STATED GOAL:
Reproduce every row below word for word, leaving out the pictures.

Photo-based point labeling data:

====

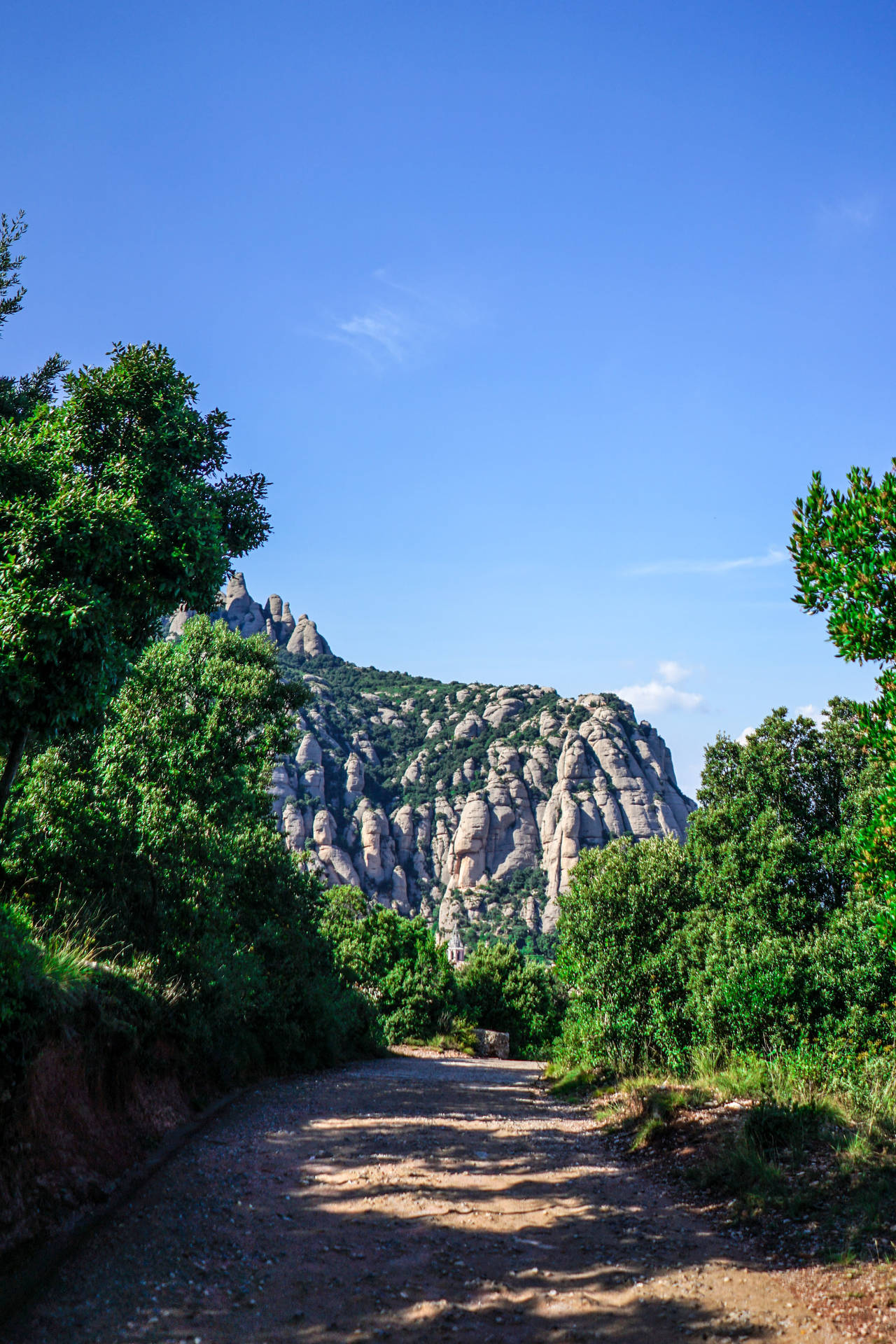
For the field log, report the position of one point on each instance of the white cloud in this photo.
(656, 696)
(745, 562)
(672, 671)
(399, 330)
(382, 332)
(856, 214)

====

ANSWER TO THIS PROBLEM:
For the field log, report the position of one point on each instance of the white cloud in this photo.
(656, 696)
(745, 562)
(672, 671)
(399, 330)
(382, 332)
(856, 214)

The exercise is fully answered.